__What you have to do__:
What is needed is an exact repeat of the lines from the one holding "# annotate every instance of the mountain" through the final line of the data, with no pictures.
** Opening Information supplied block **
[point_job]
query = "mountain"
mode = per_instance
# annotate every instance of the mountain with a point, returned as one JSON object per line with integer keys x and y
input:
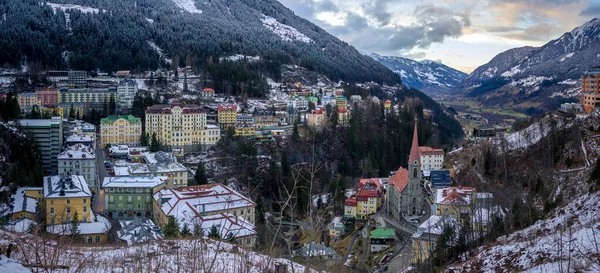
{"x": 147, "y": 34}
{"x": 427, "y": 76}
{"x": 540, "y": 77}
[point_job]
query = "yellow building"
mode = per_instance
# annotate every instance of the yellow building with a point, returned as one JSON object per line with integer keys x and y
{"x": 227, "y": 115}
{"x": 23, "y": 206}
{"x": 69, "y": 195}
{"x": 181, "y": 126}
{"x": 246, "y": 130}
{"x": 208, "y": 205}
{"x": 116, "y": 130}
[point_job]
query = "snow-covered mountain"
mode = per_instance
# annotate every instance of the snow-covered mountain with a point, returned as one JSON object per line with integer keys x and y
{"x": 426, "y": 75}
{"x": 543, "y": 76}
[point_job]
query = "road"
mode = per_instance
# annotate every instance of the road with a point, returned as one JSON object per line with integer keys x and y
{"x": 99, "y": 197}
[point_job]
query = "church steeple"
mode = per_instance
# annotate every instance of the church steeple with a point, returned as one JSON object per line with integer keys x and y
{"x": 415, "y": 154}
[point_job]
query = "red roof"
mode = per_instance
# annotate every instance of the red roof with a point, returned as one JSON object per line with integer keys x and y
** Closing Information supplied block **
__Result of the task__:
# annotate every instance of the mountain with a point, returned as one JSON object per line with integer keys x and y
input:
{"x": 147, "y": 34}
{"x": 427, "y": 76}
{"x": 540, "y": 77}
[point_job]
query = "yellow building"
mode = per_instance
# annotate every instance of the yellow building with a point, returned as one JSON object per line with integer keys x and y
{"x": 227, "y": 115}
{"x": 23, "y": 206}
{"x": 69, "y": 195}
{"x": 181, "y": 126}
{"x": 246, "y": 130}
{"x": 208, "y": 205}
{"x": 116, "y": 130}
[point_job]
query = "snow-covered mountain"
mode = per_instance
# annotate every instance of the snow-covered mountain with a point, returned as one JSON object per line with integer keys x and y
{"x": 426, "y": 75}
{"x": 543, "y": 76}
[point_job]
query = "road"
mode = per_instance
# annotate every instance of the road with a point, returned as one JSON object per line with integer keys x and y
{"x": 99, "y": 197}
[point_job]
query = "church steeple"
mode = per_instance
# annotate every instance of the church steeple with a point, returned as one JSON object per line with integer keys x and y
{"x": 415, "y": 154}
[point_job]
query = "red roof"
mode = per_instance
# annotate every instance of the red roof with a point, returned as one JSON object per line with integer keys x and y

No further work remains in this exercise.